Records contained in a dataset

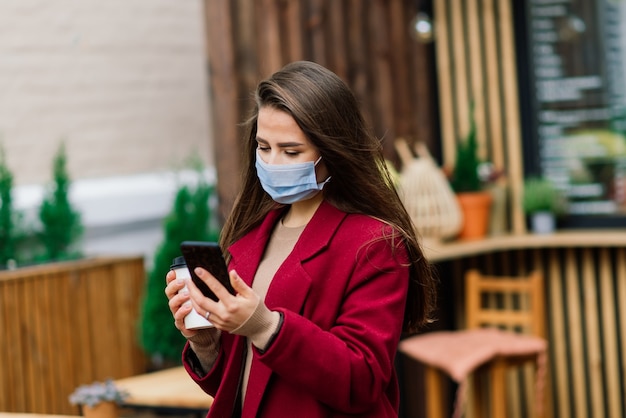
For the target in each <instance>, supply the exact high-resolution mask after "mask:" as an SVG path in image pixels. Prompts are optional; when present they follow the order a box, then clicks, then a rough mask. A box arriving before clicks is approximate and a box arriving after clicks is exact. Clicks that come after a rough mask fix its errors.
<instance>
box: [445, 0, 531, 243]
mask: <svg viewBox="0 0 626 418" xmlns="http://www.w3.org/2000/svg"><path fill="white" fill-rule="evenodd" d="M433 2H434V6H435V10H434V16H435V29H436V42H435V47H436V51H437V80H438V86H439V90H438V99H439V103H440V115H441V141H442V148H443V150H442V153H443V163H444V165H446V166H448V167H452V166H454V164H455V157H456V154H455V153H456V148H457V144H458V143H459V141H461V140H464V139H465V138H466V136H467V134H468V132H469V127H470V117H471V112H470V109H471V107H472V106H473V107H474V120H475V122H476V133H477V141H478V144H479V154H480V158H481V159H483V160H486V161H491V162H492V163H494V165H495V166H496V167H497V168H499V169H501V170H505V172H506V177H507V180H508V181H507V185H508V200H509V202H510V204H509V208H510V213H509V217H508V218H509V219H508V223H509V230H510V231H511V232H514V233H523V232H526V225H525V219H524V214H523V213H522V210H521V193H522V190H521V188H522V184H523V171H524V168H523V166H522V144H521V141H522V138H521V125H520V123H521V122H520V109H519V97H518V88H517V82H518V80H517V71H516V56H515V39H514V20H513V14H512V10H511V4H510V0H461V1H457V0H433Z"/></svg>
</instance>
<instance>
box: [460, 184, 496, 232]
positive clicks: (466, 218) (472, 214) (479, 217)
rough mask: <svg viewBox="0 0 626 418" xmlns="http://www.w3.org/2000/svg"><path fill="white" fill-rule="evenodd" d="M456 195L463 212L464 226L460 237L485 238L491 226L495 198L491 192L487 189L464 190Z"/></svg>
mask: <svg viewBox="0 0 626 418" xmlns="http://www.w3.org/2000/svg"><path fill="white" fill-rule="evenodd" d="M456 196H457V199H458V201H459V206H460V207H461V212H462V213H463V226H462V227H461V231H460V232H459V236H458V238H459V239H465V240H470V239H480V238H484V237H485V235H487V230H488V227H489V215H490V213H491V212H490V210H491V202H492V200H493V198H492V196H491V193H489V192H487V191H484V192H464V193H457V195H456Z"/></svg>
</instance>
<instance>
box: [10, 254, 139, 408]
mask: <svg viewBox="0 0 626 418" xmlns="http://www.w3.org/2000/svg"><path fill="white" fill-rule="evenodd" d="M144 282H145V269H144V259H143V257H116V258H92V259H85V260H79V261H72V262H62V263H50V264H44V265H39V266H34V267H25V268H21V269H18V270H14V271H2V272H0V340H1V343H0V411H8V412H31V413H45V414H78V413H79V410H78V407H76V406H73V405H71V404H70V403H69V401H68V396H69V394H70V393H71V392H72V391H73V390H74V389H75V388H76V387H77V386H79V385H81V384H86V383H91V382H93V381H95V380H105V379H107V378H113V379H117V378H122V377H127V376H131V375H134V374H139V373H143V372H145V370H146V366H147V358H146V356H145V355H144V353H143V352H142V351H141V349H140V348H139V345H138V342H137V331H136V329H137V324H138V318H139V309H140V306H141V296H142V294H143V288H144Z"/></svg>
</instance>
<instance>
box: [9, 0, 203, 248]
mask: <svg viewBox="0 0 626 418" xmlns="http://www.w3.org/2000/svg"><path fill="white" fill-rule="evenodd" d="M203 16H204V14H203V4H202V2H201V1H194V0H191V1H170V0H138V1H136V0H133V1H130V2H126V1H117V0H113V1H110V2H109V1H107V2H99V1H73V0H59V1H56V0H55V1H52V2H47V1H38V0H34V1H31V0H26V1H21V0H17V1H12V0H7V1H2V2H0V144H2V146H3V147H4V152H5V156H6V163H7V165H8V167H9V168H10V170H11V171H12V172H13V176H14V185H15V189H14V204H15V207H16V208H17V209H20V210H25V211H27V212H29V213H31V214H32V213H34V212H35V211H36V208H37V206H38V205H39V204H40V201H41V198H42V196H43V192H44V188H45V186H46V185H48V184H49V183H50V182H51V181H52V180H53V178H52V169H53V167H52V163H53V157H54V155H55V153H56V152H57V150H58V148H59V145H60V144H61V143H64V144H65V147H66V154H67V169H68V173H69V175H70V177H71V179H72V181H73V185H72V186H71V190H70V195H71V201H72V202H73V203H74V204H75V205H76V208H77V209H78V210H79V211H80V212H81V213H82V217H83V222H84V226H85V235H84V237H83V238H84V243H83V246H84V248H83V249H84V252H85V253H86V254H92V255H93V254H106V253H137V254H144V255H145V256H146V257H147V258H148V259H150V258H151V256H152V253H153V252H154V249H155V247H156V244H157V242H158V241H159V239H160V234H161V232H160V230H161V220H162V218H163V217H164V215H165V214H166V213H167V211H168V210H169V209H170V206H171V202H172V199H173V196H174V191H175V189H176V187H177V186H176V176H177V175H179V174H178V173H179V172H180V170H182V169H184V168H185V167H187V168H188V166H186V161H187V160H189V158H190V157H191V156H194V155H195V156H198V157H199V158H200V159H201V161H202V162H204V164H205V166H206V168H207V169H209V170H210V169H212V168H213V167H214V161H213V148H212V135H211V134H210V132H211V118H210V104H209V94H208V82H207V76H208V74H207V71H206V69H207V63H206V53H205V52H206V36H205V26H204V18H203Z"/></svg>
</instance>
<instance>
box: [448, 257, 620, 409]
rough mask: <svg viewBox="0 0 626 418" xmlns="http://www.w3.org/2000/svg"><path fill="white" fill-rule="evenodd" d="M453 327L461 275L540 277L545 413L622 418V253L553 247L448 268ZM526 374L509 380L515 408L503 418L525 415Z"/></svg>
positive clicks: (516, 375)
mask: <svg viewBox="0 0 626 418" xmlns="http://www.w3.org/2000/svg"><path fill="white" fill-rule="evenodd" d="M451 263H452V264H453V266H452V270H453V271H454V272H456V274H454V277H456V279H455V281H454V283H453V284H451V286H454V289H453V292H454V293H455V297H454V300H455V305H456V308H455V310H456V312H457V313H458V314H459V316H458V317H457V320H456V322H457V323H458V324H462V323H463V317H462V316H461V314H460V313H462V312H463V309H464V308H463V305H464V301H463V300H464V298H463V284H462V280H461V279H459V278H461V277H463V275H462V272H464V271H466V270H467V269H469V268H479V269H480V270H481V271H482V272H484V273H486V274H502V275H520V276H521V275H525V274H527V273H528V272H529V271H530V270H532V269H540V270H541V271H543V273H544V276H545V286H546V289H545V290H546V305H547V306H546V313H547V324H548V344H549V353H548V366H549V371H548V378H549V386H548V387H547V388H546V396H548V404H549V414H548V415H547V416H548V417H554V418H586V417H624V416H626V397H625V396H624V393H626V382H625V381H624V380H623V375H624V372H625V371H626V249H625V248H601V247H589V248H553V249H545V250H544V249H528V250H513V251H502V252H496V253H493V254H488V255H482V256H476V257H472V258H469V259H464V260H456V261H453V262H451ZM531 376H532V373H528V372H525V373H523V374H521V375H520V374H512V375H511V376H509V378H510V382H511V383H512V387H513V388H514V389H515V392H514V393H512V398H511V399H510V400H511V401H515V400H516V398H517V400H518V401H517V402H514V404H515V405H516V407H515V408H514V409H512V410H510V411H509V415H508V416H509V417H510V418H526V417H530V416H531V415H530V414H529V411H528V407H527V405H528V403H527V400H528V401H529V402H530V404H532V402H533V401H532V399H533V397H532V396H533V390H534V388H533V385H532V383H533V382H532V381H530V380H529V379H530V378H531Z"/></svg>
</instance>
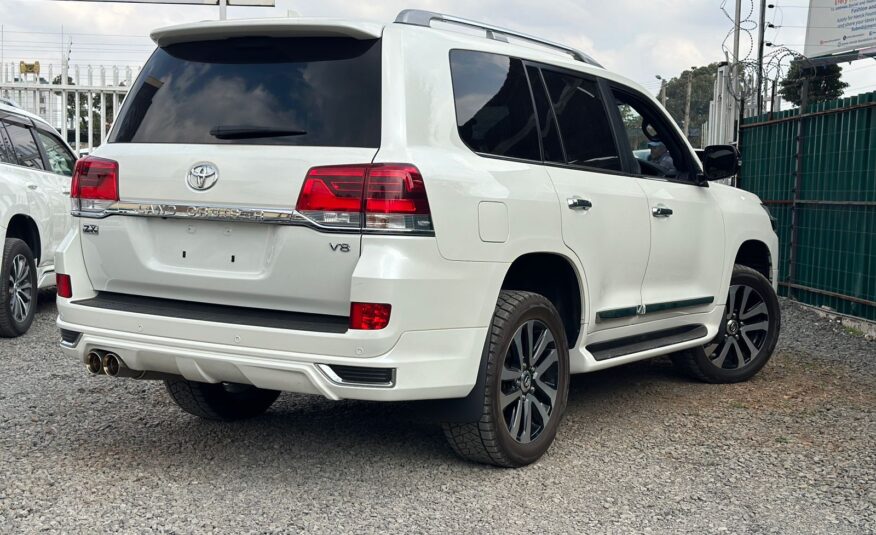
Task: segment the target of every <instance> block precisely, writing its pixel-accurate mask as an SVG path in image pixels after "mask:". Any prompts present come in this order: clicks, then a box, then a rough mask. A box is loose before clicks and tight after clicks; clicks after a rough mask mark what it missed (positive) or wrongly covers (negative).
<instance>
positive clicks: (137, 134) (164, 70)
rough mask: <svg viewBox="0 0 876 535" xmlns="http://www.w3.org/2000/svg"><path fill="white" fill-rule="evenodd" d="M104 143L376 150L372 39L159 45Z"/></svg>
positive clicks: (376, 143) (378, 103) (375, 76)
mask: <svg viewBox="0 0 876 535" xmlns="http://www.w3.org/2000/svg"><path fill="white" fill-rule="evenodd" d="M211 132H213V133H211ZM217 136H218V137H217ZM110 141H113V142H117V143H119V142H120V143H237V144H277V145H307V146H316V145H318V146H333V147H378V146H379V145H380V42H379V41H377V40H356V39H352V38H341V37H333V38H327V37H306V38H304V37H297V38H269V37H263V38H256V37H247V38H238V39H224V40H221V41H202V42H196V43H183V44H177V45H171V46H168V47H166V48H161V49H158V50H157V51H156V52H155V54H153V56H152V58H150V59H149V62H148V63H147V64H146V66H145V67H144V68H143V72H142V73H141V74H140V76H139V77H138V79H137V82H136V83H135V84H134V87H133V88H132V91H131V95H130V96H129V97H128V98H127V99H126V102H125V107H124V109H123V111H122V115H121V117H120V118H119V125H118V127H117V128H116V129H115V133H114V134H113V138H112V139H111V140H110Z"/></svg>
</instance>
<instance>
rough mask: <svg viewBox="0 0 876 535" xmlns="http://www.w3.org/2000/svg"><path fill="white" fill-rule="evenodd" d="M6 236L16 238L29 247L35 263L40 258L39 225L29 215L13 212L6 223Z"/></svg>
mask: <svg viewBox="0 0 876 535" xmlns="http://www.w3.org/2000/svg"><path fill="white" fill-rule="evenodd" d="M6 238H18V239H19V240H21V241H23V242H24V243H26V244H27V246H28V247H30V250H31V252H32V253H33V256H34V259H35V260H36V264H37V265H39V264H40V261H41V259H42V241H41V239H40V230H39V226H38V225H37V224H36V221H34V220H33V219H32V218H31V217H30V216H27V215H24V214H15V215H14V216H12V217H11V218H10V219H9V222H8V223H7V225H6Z"/></svg>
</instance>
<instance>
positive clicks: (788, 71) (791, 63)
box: [779, 59, 849, 106]
mask: <svg viewBox="0 0 876 535" xmlns="http://www.w3.org/2000/svg"><path fill="white" fill-rule="evenodd" d="M805 62H806V60H801V59H795V60H793V61H792V62H791V65H790V66H789V67H788V74H787V75H785V79H784V80H782V82H781V86H782V88H781V90H780V91H779V92H780V93H781V94H782V98H783V99H785V100H787V101H788V102H791V103H793V104H794V105H795V106H800V105H801V100H802V99H801V96H800V91H801V88H802V87H803V78H804V76H806V77H808V78H809V103H810V104H812V103H814V102H823V101H825V100H834V99H837V98H840V97H841V96H842V94H843V90H844V89H845V88H847V87H849V84H847V83H846V82H843V81H842V80H840V77H841V76H842V72H843V69H842V67H840V66H839V65H825V66H823V67H816V68H814V69H812V68H811V67H810V68H804V67H805V66H806V63H805ZM804 71H805V72H804Z"/></svg>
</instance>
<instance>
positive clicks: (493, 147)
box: [450, 50, 541, 160]
mask: <svg viewBox="0 0 876 535" xmlns="http://www.w3.org/2000/svg"><path fill="white" fill-rule="evenodd" d="M450 71H451V75H452V77H453V95H454V99H455V102H456V124H457V127H458V128H459V136H460V137H461V138H462V140H463V141H464V142H465V144H466V145H468V146H469V148H471V149H472V150H473V151H475V152H480V153H485V154H495V155H497V156H508V157H512V158H523V159H526V160H541V150H540V149H539V145H538V130H537V128H536V124H535V113H534V110H533V108H532V95H531V94H530V92H529V84H528V83H527V81H526V73H525V72H524V71H523V62H522V61H520V60H519V59H513V58H509V57H507V56H501V55H498V54H486V53H483V52H471V51H467V50H454V51H452V52H451V53H450Z"/></svg>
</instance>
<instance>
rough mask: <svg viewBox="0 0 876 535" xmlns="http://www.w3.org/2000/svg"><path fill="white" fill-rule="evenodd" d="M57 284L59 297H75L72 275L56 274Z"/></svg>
mask: <svg viewBox="0 0 876 535" xmlns="http://www.w3.org/2000/svg"><path fill="white" fill-rule="evenodd" d="M55 285H56V286H57V287H58V297H63V298H64V299H70V298H71V297H73V283H72V282H71V281H70V275H63V274H61V273H57V274H56V275H55Z"/></svg>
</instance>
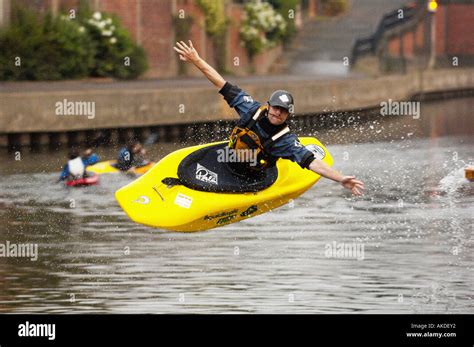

* **Task to carry out**
Your answer must be exactly the lines from the one containing "284L59 297H75L72 275L56" through the last line of the records above, both included, with every picture left out.

* **Answer to this problem**
rough mask: <svg viewBox="0 0 876 535" xmlns="http://www.w3.org/2000/svg"><path fill="white" fill-rule="evenodd" d="M57 284L59 297H75L72 275L56 274Z"/></svg>
mask: <svg viewBox="0 0 876 535" xmlns="http://www.w3.org/2000/svg"><path fill="white" fill-rule="evenodd" d="M55 285H56V286H57V287H58V297H63V298H64V299H70V298H71V297H73V283H72V282H71V281H70V275H63V274H61V273H57V274H56V275H55Z"/></svg>
</instance>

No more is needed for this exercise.